------ Source document

ACS, CDC project targets surgical-site infections

April 16, 2012 Modern Physician

By Maureen McKinney

The American College of Surgeons and the Centers for Disease Control and Prevention have teamed up on a three-year project that will use health information technology, standardized quality measures and other tools to more effectively target surgical-site infections and related complications.

According to a news release, the American College of Surgeons’ National Surgical Quality Improvement Program, known as ACS NSQIP, and the CDC’s Division of Healthcare Quality Promotion will form a joint working group tasked with developing new measures “of SSIs and infectious and non-infectious complications that affect surgical patients.”

One of the primary goals of the project will be to harmonize the measures currently in use by ACS NSQIP with those used by the National Healthcare Safety Network, the CDC’s online infection-surveillance system. Hospitals are required by the CMS to use the NHSN to report certain types of infections, including SSIs, in order to receive their full payment update.

The two groups will also focus on ways to leverage electronic health records for infection prevention, ACS said.

“The CDC has tremendous experience with their quality programs, and through ACS, hospitals participating in ACS NSQIP have already shown significant improvement in patient mortality and are preventing 250 complications per hospital, per year,” said Dr. Clifford Ko, director of the ACS Division of Research and Optimal Care, in the release.

------------
------ Data to examine

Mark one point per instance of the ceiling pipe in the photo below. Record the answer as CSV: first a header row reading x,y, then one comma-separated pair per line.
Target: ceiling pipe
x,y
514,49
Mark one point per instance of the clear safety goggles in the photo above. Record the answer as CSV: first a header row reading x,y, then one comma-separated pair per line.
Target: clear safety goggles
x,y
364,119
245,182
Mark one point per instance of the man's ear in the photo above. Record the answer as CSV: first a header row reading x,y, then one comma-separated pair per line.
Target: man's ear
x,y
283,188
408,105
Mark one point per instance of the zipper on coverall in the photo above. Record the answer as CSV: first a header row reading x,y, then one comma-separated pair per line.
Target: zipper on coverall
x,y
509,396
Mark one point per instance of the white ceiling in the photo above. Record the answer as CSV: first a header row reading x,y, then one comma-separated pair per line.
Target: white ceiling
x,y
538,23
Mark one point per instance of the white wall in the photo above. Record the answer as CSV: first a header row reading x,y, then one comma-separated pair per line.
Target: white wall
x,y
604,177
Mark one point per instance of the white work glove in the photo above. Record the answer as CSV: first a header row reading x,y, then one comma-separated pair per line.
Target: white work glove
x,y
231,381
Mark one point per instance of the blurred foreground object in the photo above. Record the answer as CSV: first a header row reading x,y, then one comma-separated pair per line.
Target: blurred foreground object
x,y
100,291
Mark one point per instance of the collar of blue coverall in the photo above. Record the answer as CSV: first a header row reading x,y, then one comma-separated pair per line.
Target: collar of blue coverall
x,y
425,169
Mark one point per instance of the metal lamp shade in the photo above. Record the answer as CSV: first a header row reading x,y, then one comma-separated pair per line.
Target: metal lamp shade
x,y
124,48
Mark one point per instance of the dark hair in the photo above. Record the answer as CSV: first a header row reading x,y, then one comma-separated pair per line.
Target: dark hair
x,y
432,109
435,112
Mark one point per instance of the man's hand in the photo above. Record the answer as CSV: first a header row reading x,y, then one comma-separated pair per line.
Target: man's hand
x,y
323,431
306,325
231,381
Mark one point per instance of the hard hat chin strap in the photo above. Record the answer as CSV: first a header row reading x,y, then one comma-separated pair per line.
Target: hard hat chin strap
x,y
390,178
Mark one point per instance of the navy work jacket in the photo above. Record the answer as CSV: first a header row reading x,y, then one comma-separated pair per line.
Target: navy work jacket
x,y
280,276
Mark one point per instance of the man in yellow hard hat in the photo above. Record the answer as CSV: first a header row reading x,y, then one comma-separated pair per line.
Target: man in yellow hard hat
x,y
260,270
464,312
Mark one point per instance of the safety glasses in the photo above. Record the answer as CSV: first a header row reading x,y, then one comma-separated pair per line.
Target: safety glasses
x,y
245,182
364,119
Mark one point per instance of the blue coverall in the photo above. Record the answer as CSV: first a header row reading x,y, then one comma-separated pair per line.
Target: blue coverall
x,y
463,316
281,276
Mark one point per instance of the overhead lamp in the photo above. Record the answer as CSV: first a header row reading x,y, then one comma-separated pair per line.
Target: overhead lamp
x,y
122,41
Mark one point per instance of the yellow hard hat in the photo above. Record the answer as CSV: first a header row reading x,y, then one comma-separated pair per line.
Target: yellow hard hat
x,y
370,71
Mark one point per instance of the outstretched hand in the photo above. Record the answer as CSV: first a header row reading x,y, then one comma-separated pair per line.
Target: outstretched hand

------------

The problem: According to the article on surgical-site infections, what is the National Healthcare Safety Network?

Output below: It is the CDC's online infection-surveillance system.